[FFmpeg-devel] [PATCH 00/13] check all fclose usage

Ronald S. Bultje rsbultje at gmail.com
Tue Jan 12 16:29:57 CET 2016


Hi,

On Tue, Jan 12, 2016 at 10:07 AM, Ganesh Ajjanagadde <gajjanag at mit.edu>
wrote:

> On Tue, Jan 12, 2016 at 9:43 AM, Ronald S. Bultje <rsbultje at gmail.com>
> wrote:
> > Hi,
> >
> > On Tue, Jan 12, 2016 at 7:52 AM, Ganesh Ajjanagadde <gajjanag at mit.edu>
> > wrote:
> >
> >> On Tue, Jan 12, 2016 at 4:38 AM, wm4 <nfxjfg at googlemail.com> wrote:
> >> > This makes no sense. Even if fclose() should fail for
> >> > whatever obscure reasons there might be, reading already worked
> >> > without errors, and thus closing failure has no meaning to use.
> >>
> >> Well, reading may not have worked, and the fclose may have been called
> >> in a failure path.

..............................

__Exercise set__
a - Answer the following from the FFmpeg-devel message on fclose usage:
(i) Who sent the message dated Tue Jan 12 16:29:57 CET 2016?
(ii) At what time on Jan 12, 2016 did wm4 write?
(iii) How many patches does the subject line list?
b - Summarize the FFmpeg-devel message on fclose usage in two sentences.
c - Extend the FFmpeg-devel message on fclose usage from the point where it stops.

__Data provided__
..............................

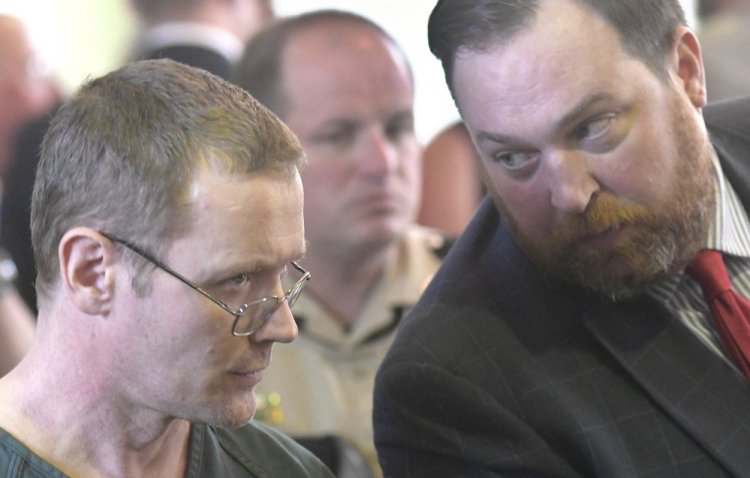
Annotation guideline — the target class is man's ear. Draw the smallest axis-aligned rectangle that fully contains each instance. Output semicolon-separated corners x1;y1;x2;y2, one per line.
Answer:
58;227;116;315
669;26;706;109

..............................

__Exercise results__
a -
(i) Ronald S. Bultje
(ii) 4:38 AM
(iii) 13

b - The message belongs to a thread on a patch series to check all fclose usage. In it, wm4 argues that an fclose() failure has no meaning once reading has worked without errors, and Ganesh Ajjanagadde replies that reading may not have worked and that fclose may have been called in a failure path.

c -
> >
> >
> > Then the error should be in the code path of fread(), not fclose().
> > Displaying an error (in whatever way) related to close while the actual
> > problem was reading data is going to be confusing to the user.
>
> Read the rest of it; checking for every fread/fseek is not productive;
> there are at least 3 of fread/fseek in the example I gave. Printing at
> the time of closure is a natural means of doing things, again see:
> https://www.gnu.org/ghm/2011/paris/slides/jim-meyering-goodbye-world.pdf
> (particularly slide 7).


He's very smart, but you still have to see his advice in context, also see
[1].

Most production uses of ffmpeg involve long-running processes in a
multi-component pipeline, where fail-to-read will cause errors downstream.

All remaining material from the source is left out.